## REQUIRED ACTION 1
In the piece on the USDA's transitional housing program for recovering opioid addicts, how much aid will the department administer this fiscal year under Rural Development?
## REQUIRED ACTION 2
Extend the piece on the USDA's transitional housing program for recovering opioid addicts, picking up after its last sentence.

## EXCERPT PROVIDED
BEGIN
Tom Vilsack was in Las Vegas last week to promote a new program designed to help opioid addicts get their lives back together. Mr. Vilsack, the U.S. secretary of agriculture, said the initiative involves expanding “transitional housing” facilities to provide shelter for users working to get clean while under court supervision.

“The journey from having a substance-use disorder to recovery requires understanding, treatment and support,” the secretary said. “But too often that journey is not completed because of a lack of safe, affordable housing options for those on their way back to being healthy, contributing members of our communities.”

The new measure will provide financing for the construction, expansion and improvement of half-way houses. It will also encourage nonprofits to purchase USDA-owned homes for conversion to transitional housing while providing subsidies to landlords of USDA rental properties who offer vacancies to recovering addicts.

No doubt this is all well-intentioned and in response to a growing and troubling issue, particularly in rural areas. The Centers for Disease Control estimates that 14,000 Americans died in 2014 from overdoses involving prescription opioids, up almost four-fold since 1999. About 2 million people in the country are addicted to such pain pills, Mr. Vilsack said.

But would it be impertinent to ask why the federal Department of Agriculture is in the real estate business?

The answer speaks volumes about our government on the Potomac.

The agency has, in fact, issued loans to qualified farmers since 1949, and eventually expanded that effort to make all rural residents and even some in suburbia eligible for assistance. Today, under the Rural Development program, the USDA offers a variety of mortgage loans and grants as an effort to “improve the economy and quality of rural life in America.” This fiscal year, the department will administer $38 billion in such aid.
END
## DATA SECTION
BEGIN
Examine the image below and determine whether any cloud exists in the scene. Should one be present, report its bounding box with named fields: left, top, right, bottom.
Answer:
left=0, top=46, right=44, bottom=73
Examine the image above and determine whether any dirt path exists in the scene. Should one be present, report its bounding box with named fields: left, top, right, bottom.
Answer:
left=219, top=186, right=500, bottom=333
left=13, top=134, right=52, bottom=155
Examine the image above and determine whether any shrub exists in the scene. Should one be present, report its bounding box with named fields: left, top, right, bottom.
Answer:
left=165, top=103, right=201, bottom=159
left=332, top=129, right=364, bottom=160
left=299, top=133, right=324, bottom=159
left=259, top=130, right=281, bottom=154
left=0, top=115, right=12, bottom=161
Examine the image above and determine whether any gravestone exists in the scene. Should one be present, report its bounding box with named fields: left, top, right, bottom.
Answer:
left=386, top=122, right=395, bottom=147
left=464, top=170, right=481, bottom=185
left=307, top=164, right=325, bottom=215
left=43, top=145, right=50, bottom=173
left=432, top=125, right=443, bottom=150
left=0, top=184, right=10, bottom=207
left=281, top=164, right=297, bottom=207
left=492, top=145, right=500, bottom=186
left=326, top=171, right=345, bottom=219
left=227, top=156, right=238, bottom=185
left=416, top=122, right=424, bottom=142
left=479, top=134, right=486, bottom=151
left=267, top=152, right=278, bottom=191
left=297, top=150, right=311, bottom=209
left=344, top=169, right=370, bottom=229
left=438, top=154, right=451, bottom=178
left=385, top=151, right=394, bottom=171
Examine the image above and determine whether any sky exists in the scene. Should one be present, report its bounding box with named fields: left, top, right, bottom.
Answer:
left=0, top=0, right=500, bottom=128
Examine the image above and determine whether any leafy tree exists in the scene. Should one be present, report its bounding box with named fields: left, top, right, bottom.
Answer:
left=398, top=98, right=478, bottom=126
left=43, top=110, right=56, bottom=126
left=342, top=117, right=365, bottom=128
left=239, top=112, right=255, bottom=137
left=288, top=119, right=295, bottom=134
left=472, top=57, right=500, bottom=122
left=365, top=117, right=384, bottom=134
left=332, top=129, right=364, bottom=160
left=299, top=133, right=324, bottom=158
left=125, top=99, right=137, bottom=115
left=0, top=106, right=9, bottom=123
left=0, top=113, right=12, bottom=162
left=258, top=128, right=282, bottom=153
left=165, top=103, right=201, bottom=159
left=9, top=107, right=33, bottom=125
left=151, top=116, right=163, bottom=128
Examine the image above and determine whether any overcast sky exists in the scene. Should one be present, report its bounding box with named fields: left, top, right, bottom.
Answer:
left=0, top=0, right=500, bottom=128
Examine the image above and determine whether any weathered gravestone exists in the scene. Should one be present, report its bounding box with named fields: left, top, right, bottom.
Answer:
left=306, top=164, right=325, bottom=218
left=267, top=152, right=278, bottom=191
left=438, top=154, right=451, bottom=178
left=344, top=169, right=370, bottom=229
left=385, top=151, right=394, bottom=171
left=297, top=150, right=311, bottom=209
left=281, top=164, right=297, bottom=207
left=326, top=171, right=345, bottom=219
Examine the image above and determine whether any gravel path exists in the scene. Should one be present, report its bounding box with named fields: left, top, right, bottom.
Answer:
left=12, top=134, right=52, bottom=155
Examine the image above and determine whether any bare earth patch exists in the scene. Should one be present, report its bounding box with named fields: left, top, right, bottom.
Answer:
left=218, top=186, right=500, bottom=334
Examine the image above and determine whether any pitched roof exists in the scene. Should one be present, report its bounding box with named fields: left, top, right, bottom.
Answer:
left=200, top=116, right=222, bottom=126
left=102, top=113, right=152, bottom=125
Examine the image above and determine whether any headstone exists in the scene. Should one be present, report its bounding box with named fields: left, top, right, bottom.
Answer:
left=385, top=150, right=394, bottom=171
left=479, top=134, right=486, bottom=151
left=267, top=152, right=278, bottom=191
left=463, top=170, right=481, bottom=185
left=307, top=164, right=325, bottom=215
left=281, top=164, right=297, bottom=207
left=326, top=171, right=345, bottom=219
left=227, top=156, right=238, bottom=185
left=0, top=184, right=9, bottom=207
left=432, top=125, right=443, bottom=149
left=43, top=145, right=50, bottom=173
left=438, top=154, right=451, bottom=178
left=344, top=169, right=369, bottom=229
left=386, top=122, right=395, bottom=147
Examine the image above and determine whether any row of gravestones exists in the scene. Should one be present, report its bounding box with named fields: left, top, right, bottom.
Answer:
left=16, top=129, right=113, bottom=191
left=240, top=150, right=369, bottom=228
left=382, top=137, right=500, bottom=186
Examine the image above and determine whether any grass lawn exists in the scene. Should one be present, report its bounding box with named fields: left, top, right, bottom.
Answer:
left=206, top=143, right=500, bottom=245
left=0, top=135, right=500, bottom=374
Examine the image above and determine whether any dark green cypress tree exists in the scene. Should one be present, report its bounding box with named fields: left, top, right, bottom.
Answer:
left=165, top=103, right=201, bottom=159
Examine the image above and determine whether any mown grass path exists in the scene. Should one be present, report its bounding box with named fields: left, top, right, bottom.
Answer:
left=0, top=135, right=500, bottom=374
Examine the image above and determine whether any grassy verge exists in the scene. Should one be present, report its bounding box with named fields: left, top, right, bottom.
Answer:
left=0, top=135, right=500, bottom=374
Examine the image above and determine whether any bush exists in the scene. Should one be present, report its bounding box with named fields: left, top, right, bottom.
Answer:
END
## OUTPUT 1
$38 billion.

## OUTPUT 2
Not surprisingly, the housing crash left the agency with plenty of delinquent properties on its hands. The Wall Street Journal reported that at the end of fiscal year 2011, the USDA had $79.2 million on the books from delinquent mortgage debt.

All this sure seems a bit far afield for an agency that dates back to 1839 when Congress created a division in the Patent Office and funded it with $1,000 for “the collection of agricultural statistics and other agricultural purposes.” The division eventually morphed into the Department of Agriculture in 1862 and reached Cabinet status in 1889.

In the mid 1800s, more than 60 percent of Americans lived on ranches or farms. The number today is 2 percent. Yet the department continues to balloon, spreading taxpayer cash around on hundreds of endeavors only tangentially related to farmers. Included in the agency’s 2015 budget of $140 billion are renewable energy initiatives, mortgage and rental assistance programs, school lunch and telecom ventures, business grants and, now, drug rehab activities.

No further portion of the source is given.